**WORK REQUEST**
Please copy the passage on Ristar word for word, from "For those that" up to and including "the game engrossing.".

**PASSAGE**
For those that are looking for speed, Ristar utilizes this in key moments. This is most apparent in bonus areas, which players can access by swinging on floating levers. Ristar will break out into a spin before propelling himself outward, soaring through the air for a limited time. This will allow Ristar to access areas he wouldn’t have been able to otherwise and, at the end of each stage, fly high to score bonus points. Ristar may not move at breakneck speed, but those bursts of adrenaline help keep the game engrossing.

Presentation (Graphics and Sound)

Perhaps more so than in its gameplay, Ristar excels in its presentation. The opening screen, which features a 3D render of the main character, shows that Sega knew its hardware well. The Sega Genesis was released in Japan in 1989 before reaching North America the following year; by the mid-90s, developers had a solid understanding of the hardware in question. In this instance, Ristar benefited from being a late entry in the 16-bit era. The game’s art direction was headed by Yuji Uekawa, who also served as art director on several Sonic titles.

Ristar is nothing short of colorful, with each world being given its own unique identity through cartoony, lush art design. Planet Flora, the first world of Ristar, is a rain forest full of vibrant greens and blues. This world does an incredible job making a first impression. The art style even carries over into the main character. For being a simple-looking character – a star-shaped hero with arms and legs – Ristar is immensely likable. From his facial expressions to idle animations, this is one 16-bit mascot that brims with personality.

Ristar’s upbeat presentation is heightened by a solid soundtrack. Planet Flora’s theme is energetic, setting the stage for the adventure to follow. Planet Undertow, the following world that’s water-based, has a unique aquatic air to its music. Planet Scorch, the third world, maintains the aforementioned energy but its fast tempo encourages players not to dawdle. Tomoko Sasaki composed the soundtrack for Ristar; she also developed soundtracks for other Sega titles, including the NiGHTS series.

Replayability

Admittedly, Ristar doesn’t have much to offer in the way of replay value. The game is a joy, to be certain, and it will leave an impression. With that said, outside of the game’s seven worlds, there isn’t much else to do. However, Ristar features a multitude of bonus levels, some of which are more cleverly hidden than others. Anyone looking to top their previous high score may want to play through Ristar again for this reason. For others, it may be worth leaving this title by the wayside before revisiting it a few years down the road.

**DATA FOR REVIEW**
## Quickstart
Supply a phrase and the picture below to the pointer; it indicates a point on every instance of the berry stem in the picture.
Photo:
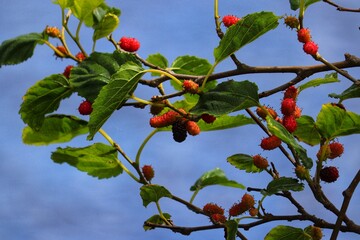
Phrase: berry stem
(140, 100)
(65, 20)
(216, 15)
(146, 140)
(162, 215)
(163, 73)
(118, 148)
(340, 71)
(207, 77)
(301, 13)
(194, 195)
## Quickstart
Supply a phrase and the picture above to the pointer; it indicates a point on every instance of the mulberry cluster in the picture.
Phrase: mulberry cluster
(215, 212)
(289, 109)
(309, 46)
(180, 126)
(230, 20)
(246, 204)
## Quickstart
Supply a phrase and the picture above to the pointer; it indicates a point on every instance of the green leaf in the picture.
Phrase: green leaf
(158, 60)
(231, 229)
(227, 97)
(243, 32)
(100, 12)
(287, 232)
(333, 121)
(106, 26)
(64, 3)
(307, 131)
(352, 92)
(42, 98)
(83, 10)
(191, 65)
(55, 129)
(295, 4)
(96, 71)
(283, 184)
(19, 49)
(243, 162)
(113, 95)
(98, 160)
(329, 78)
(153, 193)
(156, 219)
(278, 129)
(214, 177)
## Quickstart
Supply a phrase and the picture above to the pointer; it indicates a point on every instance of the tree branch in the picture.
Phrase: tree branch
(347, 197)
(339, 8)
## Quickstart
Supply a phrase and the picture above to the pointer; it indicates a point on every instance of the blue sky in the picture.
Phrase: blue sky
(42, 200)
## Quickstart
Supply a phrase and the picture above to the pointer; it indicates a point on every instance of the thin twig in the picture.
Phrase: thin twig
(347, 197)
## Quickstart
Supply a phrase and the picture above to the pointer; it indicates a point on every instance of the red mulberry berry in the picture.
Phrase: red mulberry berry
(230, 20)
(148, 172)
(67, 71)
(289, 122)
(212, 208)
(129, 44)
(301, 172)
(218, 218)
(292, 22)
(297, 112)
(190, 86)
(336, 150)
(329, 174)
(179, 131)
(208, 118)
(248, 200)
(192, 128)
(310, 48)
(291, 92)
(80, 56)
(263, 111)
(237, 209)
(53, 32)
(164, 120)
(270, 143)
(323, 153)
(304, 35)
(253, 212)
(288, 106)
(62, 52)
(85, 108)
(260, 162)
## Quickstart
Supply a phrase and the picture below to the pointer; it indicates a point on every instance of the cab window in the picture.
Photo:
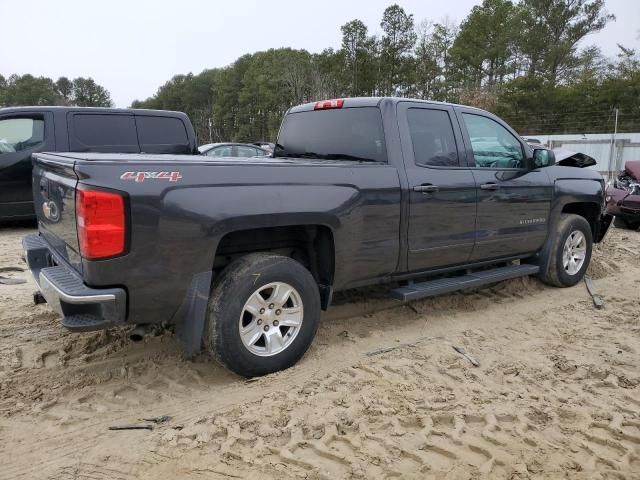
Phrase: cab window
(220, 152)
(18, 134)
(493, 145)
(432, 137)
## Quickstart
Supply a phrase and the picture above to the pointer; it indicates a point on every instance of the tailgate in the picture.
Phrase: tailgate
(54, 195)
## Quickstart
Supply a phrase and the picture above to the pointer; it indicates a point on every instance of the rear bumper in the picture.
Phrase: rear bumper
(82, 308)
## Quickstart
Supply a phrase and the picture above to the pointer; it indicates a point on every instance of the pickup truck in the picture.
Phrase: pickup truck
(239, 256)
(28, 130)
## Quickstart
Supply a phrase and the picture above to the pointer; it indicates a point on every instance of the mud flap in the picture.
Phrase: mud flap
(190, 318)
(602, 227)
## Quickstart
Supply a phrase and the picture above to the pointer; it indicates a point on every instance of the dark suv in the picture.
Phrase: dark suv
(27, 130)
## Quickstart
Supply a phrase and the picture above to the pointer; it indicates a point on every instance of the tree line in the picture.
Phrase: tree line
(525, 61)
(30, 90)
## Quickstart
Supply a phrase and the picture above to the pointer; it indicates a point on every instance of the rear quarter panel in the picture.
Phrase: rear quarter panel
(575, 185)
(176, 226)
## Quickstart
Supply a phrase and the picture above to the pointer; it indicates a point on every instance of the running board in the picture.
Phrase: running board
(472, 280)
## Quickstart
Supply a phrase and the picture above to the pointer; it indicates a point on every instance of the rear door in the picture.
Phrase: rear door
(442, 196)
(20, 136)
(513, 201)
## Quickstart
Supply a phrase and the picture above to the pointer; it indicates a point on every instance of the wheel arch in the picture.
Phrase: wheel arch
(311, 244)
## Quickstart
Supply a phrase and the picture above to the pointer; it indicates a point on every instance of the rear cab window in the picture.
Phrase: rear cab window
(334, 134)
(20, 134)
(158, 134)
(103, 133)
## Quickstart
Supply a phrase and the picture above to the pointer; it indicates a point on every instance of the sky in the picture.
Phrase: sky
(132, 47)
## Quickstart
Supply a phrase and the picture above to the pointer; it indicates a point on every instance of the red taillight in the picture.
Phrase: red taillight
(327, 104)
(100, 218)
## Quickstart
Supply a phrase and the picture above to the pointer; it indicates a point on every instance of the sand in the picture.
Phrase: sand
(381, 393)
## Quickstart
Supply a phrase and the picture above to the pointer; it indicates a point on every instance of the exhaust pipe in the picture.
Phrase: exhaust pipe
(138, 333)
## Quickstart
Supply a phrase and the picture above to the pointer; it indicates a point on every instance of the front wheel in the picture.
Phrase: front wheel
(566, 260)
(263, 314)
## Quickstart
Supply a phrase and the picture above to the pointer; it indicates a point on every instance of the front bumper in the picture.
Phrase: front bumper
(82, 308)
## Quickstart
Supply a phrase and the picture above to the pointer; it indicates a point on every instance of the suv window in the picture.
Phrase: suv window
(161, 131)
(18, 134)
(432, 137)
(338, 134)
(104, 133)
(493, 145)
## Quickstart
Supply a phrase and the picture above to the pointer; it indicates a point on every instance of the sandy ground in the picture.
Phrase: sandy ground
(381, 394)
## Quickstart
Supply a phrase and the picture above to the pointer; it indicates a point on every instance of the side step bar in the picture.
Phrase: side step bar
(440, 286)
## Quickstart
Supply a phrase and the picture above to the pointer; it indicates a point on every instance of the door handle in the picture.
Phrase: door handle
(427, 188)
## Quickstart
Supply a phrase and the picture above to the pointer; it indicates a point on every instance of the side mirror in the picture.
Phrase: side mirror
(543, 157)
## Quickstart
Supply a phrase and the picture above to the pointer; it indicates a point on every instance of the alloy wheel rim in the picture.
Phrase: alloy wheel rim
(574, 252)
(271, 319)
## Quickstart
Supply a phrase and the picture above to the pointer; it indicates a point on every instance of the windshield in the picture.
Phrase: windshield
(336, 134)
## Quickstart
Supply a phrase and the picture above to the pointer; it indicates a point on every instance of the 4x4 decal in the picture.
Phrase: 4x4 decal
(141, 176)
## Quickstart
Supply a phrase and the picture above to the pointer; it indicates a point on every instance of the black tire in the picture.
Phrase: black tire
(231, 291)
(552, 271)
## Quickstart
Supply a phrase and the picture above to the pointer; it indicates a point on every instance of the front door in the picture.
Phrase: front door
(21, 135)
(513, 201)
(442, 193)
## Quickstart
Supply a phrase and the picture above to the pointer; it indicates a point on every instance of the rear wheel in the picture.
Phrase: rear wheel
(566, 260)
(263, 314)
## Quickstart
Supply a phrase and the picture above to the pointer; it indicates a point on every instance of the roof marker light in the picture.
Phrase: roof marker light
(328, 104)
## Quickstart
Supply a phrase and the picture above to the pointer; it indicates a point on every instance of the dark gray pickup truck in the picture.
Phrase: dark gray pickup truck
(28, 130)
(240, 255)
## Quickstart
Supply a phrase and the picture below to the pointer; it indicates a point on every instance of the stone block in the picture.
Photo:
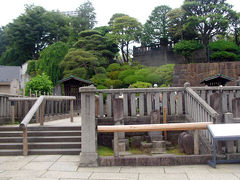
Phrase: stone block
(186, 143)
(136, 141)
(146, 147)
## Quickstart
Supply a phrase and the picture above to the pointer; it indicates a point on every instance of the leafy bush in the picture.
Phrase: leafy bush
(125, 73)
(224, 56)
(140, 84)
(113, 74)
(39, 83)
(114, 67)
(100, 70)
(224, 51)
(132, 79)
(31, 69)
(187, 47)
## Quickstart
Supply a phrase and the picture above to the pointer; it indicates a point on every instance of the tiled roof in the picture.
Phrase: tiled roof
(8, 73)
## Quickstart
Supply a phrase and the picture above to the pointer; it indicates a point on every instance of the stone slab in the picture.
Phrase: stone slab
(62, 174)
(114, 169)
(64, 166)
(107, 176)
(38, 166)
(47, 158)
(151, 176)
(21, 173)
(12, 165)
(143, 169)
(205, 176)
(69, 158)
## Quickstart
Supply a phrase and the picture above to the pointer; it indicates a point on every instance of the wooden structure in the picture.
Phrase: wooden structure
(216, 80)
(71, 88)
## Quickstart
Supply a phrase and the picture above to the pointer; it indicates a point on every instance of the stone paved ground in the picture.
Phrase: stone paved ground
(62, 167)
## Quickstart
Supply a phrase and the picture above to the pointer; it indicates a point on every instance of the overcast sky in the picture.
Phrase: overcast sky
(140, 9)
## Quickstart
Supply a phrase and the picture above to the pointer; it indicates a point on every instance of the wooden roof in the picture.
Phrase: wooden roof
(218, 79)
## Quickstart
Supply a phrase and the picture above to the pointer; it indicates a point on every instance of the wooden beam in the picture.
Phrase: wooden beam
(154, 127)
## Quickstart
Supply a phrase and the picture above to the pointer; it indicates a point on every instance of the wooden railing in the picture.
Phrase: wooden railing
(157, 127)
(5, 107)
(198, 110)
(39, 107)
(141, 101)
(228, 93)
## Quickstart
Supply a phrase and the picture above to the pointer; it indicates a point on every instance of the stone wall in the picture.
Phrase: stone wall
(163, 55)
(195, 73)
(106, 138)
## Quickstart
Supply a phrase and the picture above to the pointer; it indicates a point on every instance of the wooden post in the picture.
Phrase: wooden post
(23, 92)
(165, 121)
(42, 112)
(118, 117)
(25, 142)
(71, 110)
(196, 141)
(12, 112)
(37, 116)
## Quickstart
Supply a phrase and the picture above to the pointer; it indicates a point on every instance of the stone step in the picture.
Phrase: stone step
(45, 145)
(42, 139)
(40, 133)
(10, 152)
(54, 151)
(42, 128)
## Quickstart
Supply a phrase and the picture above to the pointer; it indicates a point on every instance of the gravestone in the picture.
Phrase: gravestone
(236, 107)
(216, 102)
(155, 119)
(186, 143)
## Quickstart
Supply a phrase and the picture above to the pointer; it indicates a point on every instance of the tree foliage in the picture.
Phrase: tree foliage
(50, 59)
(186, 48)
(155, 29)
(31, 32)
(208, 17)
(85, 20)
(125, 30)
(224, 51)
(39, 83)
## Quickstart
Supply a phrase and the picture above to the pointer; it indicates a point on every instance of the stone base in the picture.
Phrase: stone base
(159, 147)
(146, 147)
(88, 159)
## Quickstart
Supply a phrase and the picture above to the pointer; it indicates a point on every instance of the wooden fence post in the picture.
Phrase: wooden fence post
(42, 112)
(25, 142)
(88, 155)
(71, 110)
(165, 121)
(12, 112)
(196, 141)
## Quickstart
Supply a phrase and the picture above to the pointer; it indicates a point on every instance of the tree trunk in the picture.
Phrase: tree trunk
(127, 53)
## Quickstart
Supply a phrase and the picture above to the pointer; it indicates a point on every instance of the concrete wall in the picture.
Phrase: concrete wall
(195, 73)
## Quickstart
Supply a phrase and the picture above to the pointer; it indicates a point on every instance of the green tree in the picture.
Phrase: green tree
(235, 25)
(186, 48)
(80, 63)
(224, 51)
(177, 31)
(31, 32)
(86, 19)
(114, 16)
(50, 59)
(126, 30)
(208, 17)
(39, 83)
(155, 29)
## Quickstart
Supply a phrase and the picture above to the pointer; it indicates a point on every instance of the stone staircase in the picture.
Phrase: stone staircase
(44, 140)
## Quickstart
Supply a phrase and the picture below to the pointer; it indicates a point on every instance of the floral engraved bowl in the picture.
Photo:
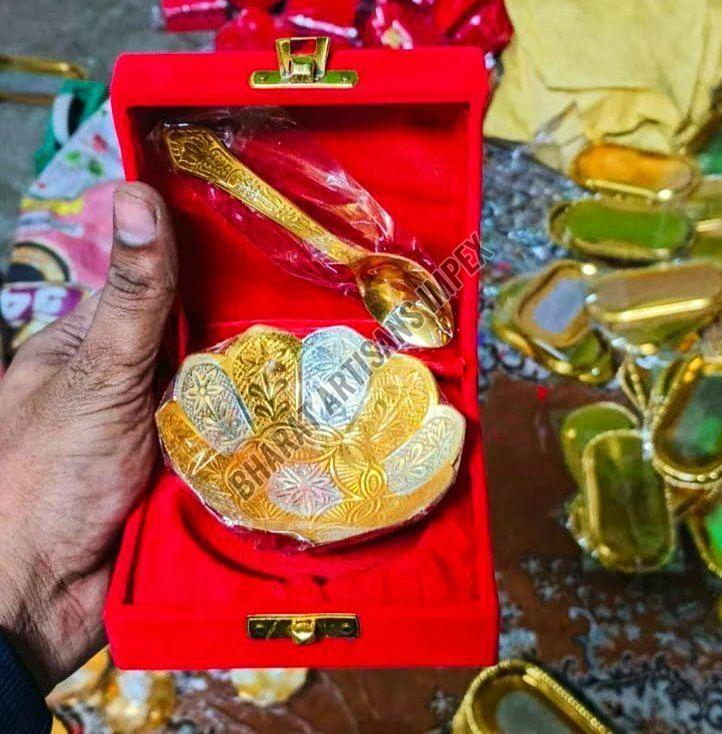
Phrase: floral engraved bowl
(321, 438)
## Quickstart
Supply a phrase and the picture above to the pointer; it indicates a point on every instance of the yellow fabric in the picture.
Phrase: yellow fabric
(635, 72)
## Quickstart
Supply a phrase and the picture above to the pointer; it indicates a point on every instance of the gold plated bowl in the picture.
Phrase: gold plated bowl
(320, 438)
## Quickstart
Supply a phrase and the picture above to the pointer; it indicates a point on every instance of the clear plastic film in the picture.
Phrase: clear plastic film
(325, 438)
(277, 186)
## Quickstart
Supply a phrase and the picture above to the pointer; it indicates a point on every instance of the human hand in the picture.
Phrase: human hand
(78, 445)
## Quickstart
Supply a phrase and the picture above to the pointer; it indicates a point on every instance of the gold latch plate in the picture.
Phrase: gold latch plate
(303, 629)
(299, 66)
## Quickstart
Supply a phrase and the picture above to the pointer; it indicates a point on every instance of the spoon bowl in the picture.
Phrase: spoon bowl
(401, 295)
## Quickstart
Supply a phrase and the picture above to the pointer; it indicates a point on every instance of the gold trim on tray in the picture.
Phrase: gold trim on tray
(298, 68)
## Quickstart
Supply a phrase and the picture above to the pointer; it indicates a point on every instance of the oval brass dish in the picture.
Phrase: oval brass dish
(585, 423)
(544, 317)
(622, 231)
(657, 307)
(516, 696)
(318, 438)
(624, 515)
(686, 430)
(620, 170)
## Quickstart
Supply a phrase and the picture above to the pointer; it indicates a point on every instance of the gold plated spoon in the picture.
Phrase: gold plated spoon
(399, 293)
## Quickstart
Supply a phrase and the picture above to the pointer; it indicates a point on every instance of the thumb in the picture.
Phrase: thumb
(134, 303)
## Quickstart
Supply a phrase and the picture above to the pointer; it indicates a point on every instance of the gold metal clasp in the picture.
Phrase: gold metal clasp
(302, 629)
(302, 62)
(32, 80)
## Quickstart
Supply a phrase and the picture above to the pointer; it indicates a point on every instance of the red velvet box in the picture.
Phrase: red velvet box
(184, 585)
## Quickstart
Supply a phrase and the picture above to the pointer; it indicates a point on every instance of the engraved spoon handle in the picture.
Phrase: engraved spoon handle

**TASK RESPONSE**
For those that are looking for speed, Ristar utilizes this in key moments. This is most apparent in bonus areas, which players can access by swinging on floating levers. Ristar will break out into a spin before propelling himself outward, soaring through the air for a limited time. This will allow Ristar to access areas he wouldn’t have been able to otherwise and, at the end of each stage, fly high to score bonus points. Ristar may not move at breakneck speed, but those bursts of adrenaline help keep the game engrossing.